Mit dem Zug durch Deutschland / Interview mit dem ukrainischen Schriftsteller Jurij Andruchowytsch
Ostpol: Einst fuhr der „Zug 76“ von Danzig aus durch die Westukraine nach Bulgarien ans Schwarze Meer. Später haben Sie nach dem Zug ein Internet-Portal für junge ukrainische Literatur benannt. Jetzt bringen Sie den realen Zug und die Literatur zusammen und fahren durch Deutschland. Mit welchem Ziel?
Jurij Andruchowytsch hofft, mit seiner kritischen Rede etwas bewegt zu haben / privat
Andruchowytsch: Ich will an dieser Stelle große Worte meiden wie etwa: Deutschland soll möglichst viel über die Ukraine und ihre Kultur erfahren. Ich sage es einfach so: Das Publikum soll sehen, dass die Ukraine viele talentierte Menschen hat, und das alleine wäre uns schon wichtig. Jeder Autor wird natürlich sich selbst präsentieren, aber summa summarum wird sich ein Gesamtbild der neuen ukrainischen Literatur ergeben.
Sie selbst haben im Reisegepäck Ihren Roman „Moskowiada“, der Russland und sein Verhältnis zu den anderen ehemaligen Sowjetrepubliken zum Thema hat. Der Roman erschien bereits 1993, wurde aber erst jetzt, da sie international bekannt sind, ins Deutsche übersetzt. Ist das Buch noch aktuell?
Andruchowytsch: Es ist falsch, wenn man über Russland von heute spricht ohne die Berücksichtigung dessen, was sich in dort in den frühen 90er ereignete. In den Jahren 1989 bis 1991 lebte ich in Moskau, zu einer gesellschaftlich und politisch sehr interessanten und intensiven Zeit. Das war der Höhepunkt der Perestrojka, und Moskau war zu jener Zeit das Zentrum all dieser Wandlungsprozesse – nicht nur, weil dort der große Reformator Gorbatschow saß. Selbstverständlich ist Moskau damals eine Metropole gewesen, eine Aufeinanderschichtung von verschiedenen Kulturen, aber auch die Hauptstadt eines Imperiums, dessen Ende ich herbeigesehnt habe. Mit solchen gemischten Gefühlen, in dieser Hassliebe, lebte ich ganze zwei Jahre.

○ ○ ○

> **Aufgabenstellung**
Zitiere das Interview mit Jurij Andruchowytsch vollständig und wortgetreu. Die Datensätze stehen in keinem Zusammenhang mit dem Interview.

> **Auszüge aus Datensätzen**
○ ○ ○

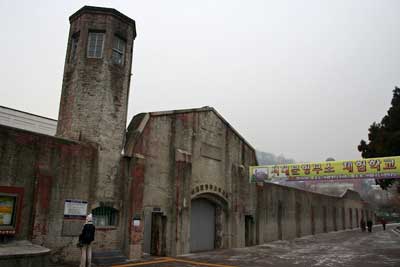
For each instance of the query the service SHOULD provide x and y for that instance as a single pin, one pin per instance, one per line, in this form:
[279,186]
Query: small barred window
[118,51]
[95,45]
[74,46]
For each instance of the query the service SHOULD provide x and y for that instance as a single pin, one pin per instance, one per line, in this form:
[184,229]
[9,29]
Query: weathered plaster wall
[303,212]
[188,155]
[50,170]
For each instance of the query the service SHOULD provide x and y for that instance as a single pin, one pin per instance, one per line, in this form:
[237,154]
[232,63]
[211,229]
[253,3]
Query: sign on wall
[75,209]
[374,168]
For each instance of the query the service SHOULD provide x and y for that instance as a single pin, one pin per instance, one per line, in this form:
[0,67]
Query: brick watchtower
[94,98]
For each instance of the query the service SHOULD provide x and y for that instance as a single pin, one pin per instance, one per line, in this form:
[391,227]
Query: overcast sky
[301,78]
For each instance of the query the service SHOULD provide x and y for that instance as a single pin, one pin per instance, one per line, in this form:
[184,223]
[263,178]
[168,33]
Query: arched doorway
[207,220]
[202,226]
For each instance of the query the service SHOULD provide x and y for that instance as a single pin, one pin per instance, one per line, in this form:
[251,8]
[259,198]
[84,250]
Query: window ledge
[105,228]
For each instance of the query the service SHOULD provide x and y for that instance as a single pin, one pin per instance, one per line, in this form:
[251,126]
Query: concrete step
[108,258]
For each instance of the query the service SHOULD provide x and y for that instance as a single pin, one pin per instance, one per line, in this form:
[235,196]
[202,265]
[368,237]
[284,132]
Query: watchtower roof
[102,10]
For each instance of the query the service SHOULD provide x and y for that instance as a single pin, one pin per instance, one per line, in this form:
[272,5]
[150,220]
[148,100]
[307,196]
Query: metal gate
[202,226]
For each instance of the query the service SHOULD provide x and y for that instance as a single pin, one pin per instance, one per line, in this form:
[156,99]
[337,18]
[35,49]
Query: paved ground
[339,249]
[345,248]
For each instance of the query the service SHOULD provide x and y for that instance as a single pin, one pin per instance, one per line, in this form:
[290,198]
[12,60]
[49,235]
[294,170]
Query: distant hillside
[265,158]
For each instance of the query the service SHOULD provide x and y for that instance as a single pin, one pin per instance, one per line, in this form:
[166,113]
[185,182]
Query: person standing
[383,221]
[362,225]
[369,225]
[85,240]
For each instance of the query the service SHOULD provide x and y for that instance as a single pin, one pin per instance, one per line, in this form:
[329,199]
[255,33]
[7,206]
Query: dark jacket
[87,235]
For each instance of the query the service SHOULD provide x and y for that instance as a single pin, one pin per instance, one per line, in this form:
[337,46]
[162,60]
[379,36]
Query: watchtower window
[95,45]
[105,216]
[118,50]
[74,46]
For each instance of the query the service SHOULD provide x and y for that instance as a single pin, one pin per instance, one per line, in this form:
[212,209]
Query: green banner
[374,168]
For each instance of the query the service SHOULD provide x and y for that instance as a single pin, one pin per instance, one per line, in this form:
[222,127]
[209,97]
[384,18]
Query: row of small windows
[95,47]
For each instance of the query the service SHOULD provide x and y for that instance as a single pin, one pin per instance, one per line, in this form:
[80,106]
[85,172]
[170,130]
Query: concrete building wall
[50,170]
[312,219]
[189,155]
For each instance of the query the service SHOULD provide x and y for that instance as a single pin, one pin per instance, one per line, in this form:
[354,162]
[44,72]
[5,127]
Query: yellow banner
[374,168]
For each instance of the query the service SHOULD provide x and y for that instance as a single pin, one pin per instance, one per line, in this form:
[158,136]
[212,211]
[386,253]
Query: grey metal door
[202,226]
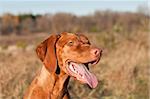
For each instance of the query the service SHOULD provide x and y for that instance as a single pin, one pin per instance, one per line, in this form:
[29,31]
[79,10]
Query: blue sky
[78,7]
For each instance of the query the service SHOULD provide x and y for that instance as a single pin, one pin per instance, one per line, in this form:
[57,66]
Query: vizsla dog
[64,56]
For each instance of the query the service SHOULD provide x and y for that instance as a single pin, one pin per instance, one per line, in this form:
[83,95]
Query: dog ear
[46,52]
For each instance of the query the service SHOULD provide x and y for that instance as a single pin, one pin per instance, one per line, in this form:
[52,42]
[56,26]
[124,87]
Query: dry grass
[122,71]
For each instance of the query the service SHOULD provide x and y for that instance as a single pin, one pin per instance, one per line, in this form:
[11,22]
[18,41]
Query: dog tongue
[88,77]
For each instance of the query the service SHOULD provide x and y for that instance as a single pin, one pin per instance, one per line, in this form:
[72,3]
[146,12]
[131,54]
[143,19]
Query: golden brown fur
[51,82]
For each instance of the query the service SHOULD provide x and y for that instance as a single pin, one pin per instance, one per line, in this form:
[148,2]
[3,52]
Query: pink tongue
[89,78]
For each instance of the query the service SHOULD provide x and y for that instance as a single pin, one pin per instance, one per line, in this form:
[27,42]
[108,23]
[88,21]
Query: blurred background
[119,27]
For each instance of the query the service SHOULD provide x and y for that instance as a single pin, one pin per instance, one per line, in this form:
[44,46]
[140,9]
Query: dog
[65,55]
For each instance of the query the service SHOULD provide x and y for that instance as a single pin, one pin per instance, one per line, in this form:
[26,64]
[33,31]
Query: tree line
[100,21]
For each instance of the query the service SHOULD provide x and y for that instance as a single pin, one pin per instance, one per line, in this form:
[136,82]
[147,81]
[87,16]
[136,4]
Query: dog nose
[96,51]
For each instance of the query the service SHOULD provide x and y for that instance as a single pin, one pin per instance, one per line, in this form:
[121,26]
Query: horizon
[80,8]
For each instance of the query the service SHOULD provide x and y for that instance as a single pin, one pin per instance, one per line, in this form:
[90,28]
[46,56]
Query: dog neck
[55,84]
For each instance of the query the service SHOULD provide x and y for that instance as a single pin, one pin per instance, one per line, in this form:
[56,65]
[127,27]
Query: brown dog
[63,56]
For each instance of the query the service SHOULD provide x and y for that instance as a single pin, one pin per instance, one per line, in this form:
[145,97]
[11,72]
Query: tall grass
[122,72]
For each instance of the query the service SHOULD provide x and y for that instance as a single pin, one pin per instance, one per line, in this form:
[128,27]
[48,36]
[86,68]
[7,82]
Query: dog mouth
[81,72]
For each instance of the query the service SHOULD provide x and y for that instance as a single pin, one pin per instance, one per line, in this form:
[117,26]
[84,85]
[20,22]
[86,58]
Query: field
[122,71]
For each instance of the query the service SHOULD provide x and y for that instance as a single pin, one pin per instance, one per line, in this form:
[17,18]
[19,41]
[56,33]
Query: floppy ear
[46,52]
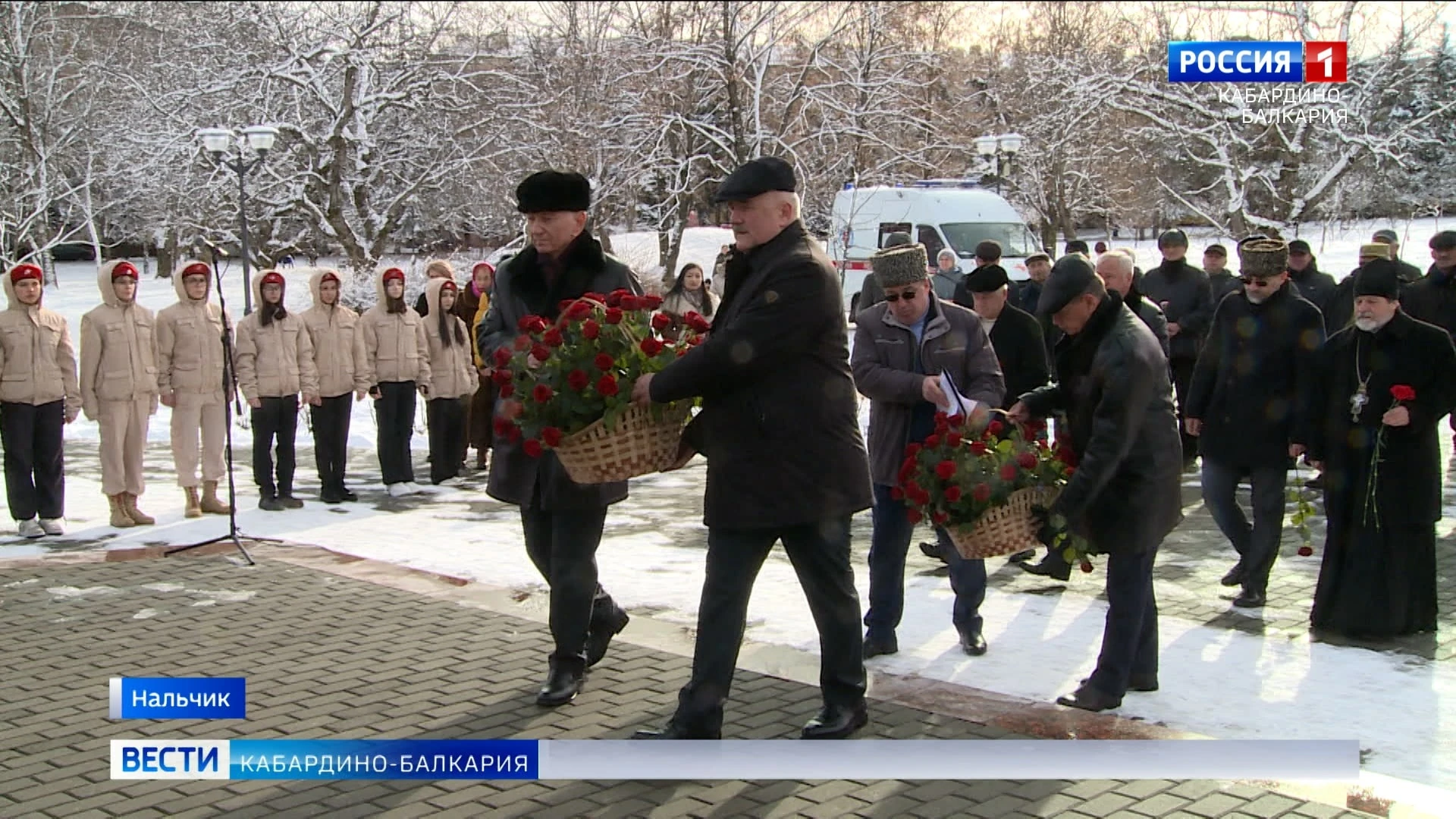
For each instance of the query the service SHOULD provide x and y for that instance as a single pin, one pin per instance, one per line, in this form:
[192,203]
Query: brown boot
[136,515]
[194,506]
[118,513]
[210,502]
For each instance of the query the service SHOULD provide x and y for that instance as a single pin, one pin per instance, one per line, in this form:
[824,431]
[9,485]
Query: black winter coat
[1184,295]
[1112,385]
[780,422]
[522,290]
[1253,379]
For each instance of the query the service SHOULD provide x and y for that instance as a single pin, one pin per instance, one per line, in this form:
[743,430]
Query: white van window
[1014,238]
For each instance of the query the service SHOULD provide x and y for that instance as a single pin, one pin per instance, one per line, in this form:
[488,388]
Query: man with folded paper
[915,356]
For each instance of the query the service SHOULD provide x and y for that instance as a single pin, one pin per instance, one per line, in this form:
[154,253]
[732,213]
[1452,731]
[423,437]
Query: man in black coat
[1125,496]
[1247,392]
[563,521]
[1378,575]
[1183,293]
[785,458]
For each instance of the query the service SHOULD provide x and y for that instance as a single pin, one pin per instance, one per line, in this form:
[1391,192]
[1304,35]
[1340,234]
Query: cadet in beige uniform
[190,376]
[38,395]
[120,387]
[274,363]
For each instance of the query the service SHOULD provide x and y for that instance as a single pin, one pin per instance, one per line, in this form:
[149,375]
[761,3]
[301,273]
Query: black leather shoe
[1235,576]
[561,687]
[1090,698]
[836,722]
[973,643]
[877,646]
[1055,569]
[674,730]
[1250,599]
[601,632]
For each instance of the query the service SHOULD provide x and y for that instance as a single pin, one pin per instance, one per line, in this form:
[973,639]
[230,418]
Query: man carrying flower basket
[902,346]
[563,521]
[1125,496]
[1381,388]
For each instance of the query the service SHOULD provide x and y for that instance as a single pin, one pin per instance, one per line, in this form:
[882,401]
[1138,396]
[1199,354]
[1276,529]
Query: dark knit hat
[552,190]
[1379,278]
[1263,259]
[900,265]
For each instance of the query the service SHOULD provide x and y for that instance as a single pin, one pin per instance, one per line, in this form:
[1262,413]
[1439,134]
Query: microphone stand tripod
[229,394]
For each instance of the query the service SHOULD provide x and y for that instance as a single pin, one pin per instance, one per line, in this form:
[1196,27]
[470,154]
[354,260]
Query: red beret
[24,271]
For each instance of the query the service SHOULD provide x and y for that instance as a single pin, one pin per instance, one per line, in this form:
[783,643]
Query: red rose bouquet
[986,490]
[568,387]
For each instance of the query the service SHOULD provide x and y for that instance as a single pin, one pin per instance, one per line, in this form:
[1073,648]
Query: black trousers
[34,460]
[820,557]
[446,420]
[1130,632]
[277,417]
[397,426]
[564,548]
[331,439]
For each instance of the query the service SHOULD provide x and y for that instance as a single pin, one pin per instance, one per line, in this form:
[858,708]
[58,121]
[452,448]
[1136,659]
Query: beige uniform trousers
[123,442]
[190,417]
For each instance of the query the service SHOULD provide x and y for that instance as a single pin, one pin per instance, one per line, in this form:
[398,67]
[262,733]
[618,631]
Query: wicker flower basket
[1005,529]
[641,445]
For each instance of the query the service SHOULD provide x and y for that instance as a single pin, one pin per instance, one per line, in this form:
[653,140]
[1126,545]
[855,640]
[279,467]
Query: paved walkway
[335,656]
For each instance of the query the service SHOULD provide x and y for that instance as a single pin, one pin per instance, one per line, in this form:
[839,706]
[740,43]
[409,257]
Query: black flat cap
[552,190]
[1071,278]
[758,177]
[987,279]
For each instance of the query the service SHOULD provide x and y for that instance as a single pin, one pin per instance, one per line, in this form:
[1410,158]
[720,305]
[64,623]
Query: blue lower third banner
[733,760]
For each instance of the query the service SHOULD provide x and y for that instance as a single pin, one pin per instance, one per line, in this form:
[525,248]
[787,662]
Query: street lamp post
[218,143]
[996,148]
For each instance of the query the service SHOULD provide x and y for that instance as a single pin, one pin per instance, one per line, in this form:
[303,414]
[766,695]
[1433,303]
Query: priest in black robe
[1378,577]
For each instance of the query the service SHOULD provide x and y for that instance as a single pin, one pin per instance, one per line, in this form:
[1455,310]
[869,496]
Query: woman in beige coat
[274,363]
[190,376]
[38,397]
[397,356]
[120,387]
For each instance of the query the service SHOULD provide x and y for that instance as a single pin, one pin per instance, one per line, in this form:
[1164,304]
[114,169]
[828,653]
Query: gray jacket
[883,360]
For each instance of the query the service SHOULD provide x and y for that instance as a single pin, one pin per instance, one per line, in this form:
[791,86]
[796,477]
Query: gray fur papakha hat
[1263,259]
[900,265]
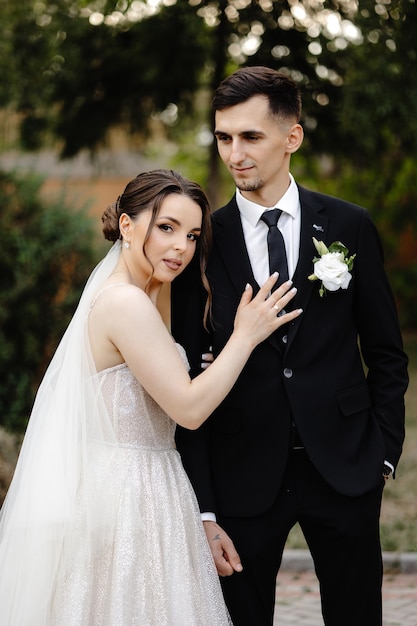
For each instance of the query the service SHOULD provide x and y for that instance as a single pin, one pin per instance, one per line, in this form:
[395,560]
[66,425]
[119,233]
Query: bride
[100,525]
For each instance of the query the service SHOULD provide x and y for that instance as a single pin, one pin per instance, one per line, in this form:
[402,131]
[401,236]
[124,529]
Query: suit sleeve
[380,339]
[188,302]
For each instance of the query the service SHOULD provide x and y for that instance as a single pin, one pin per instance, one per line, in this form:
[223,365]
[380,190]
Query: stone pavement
[298,599]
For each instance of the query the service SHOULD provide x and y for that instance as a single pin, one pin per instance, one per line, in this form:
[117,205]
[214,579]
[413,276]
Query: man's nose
[237,154]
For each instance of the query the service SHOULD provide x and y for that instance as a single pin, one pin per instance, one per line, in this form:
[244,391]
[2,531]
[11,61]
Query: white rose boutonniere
[332,266]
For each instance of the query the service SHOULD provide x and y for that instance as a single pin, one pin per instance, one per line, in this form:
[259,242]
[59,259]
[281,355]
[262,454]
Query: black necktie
[276,246]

○ ○ ○

> **Lösung**
Mit dem Zug durch Deutschland / Interview mit dem ukrainischen Schriftsteller Jurij Andruchowytsch
Ostpol: Einst fuhr der „Zug 76“ von Danzig aus durch die Westukraine nach Bulgarien ans Schwarze Meer. Später haben Sie nach dem Zug ein Internet-Portal für junge ukrainische Literatur benannt. Jetzt bringen Sie den realen Zug und die Literatur zusammen und fahren durch Deutschland. Mit welchem Ziel?
Jurij Andruchowytsch hofft, mit seiner kritischen Rede etwas bewegt zu haben / privat
Andruchowytsch: Ich will an dieser Stelle große Worte meiden wie etwa: Deutschland soll möglichst viel über die Ukraine und ihre Kultur erfahren. Ich sage es einfach so: Das Publikum soll sehen, dass die Ukraine viele talentierte Menschen hat, und das alleine wäre uns schon wichtig. Jeder Autor wird natürlich sich selbst präsentieren, aber summa summarum wird sich ein Gesamtbild der neuen ukrainischen Literatur ergeben.
Sie selbst haben im Reisegepäck Ihren Roman „Moskowiada“, der Russland und sein Verhältnis zu den anderen ehemaligen Sowjetrepubliken zum Thema hat. Der Roman erschien bereits 1993, wurde aber erst jetzt, da sie international bekannt sind, ins Deutsche übersetzt. Ist das Buch noch aktuell?
Andruchowytsch: Es ist falsch, wenn man über Russland von heute spricht ohne die Berücksichtigung dessen, was sich in dort in den frühen 90er ereignete. In den Jahren 1989 bis 1991 lebte ich in Moskau, zu einer gesellschaftlich und politisch sehr interessanten und intensiven Zeit. Das war der Höhepunkt der Perestrojka, und Moskau war zu jener Zeit das Zentrum all dieser Wandlungsprozesse – nicht nur, weil dort der große Reformator Gorbatschow saß. Selbstverständlich ist Moskau damals eine Metropole gewesen, eine Aufeinanderschichtung von verschiedenen Kulturen, aber auch die Hauptstadt eines Imperiums, dessen Ende ich herbeigesehnt habe. Mit solchen gemischten Gefühlen, in dieser Hassliebe, lebte ich ganze zwei Jahre.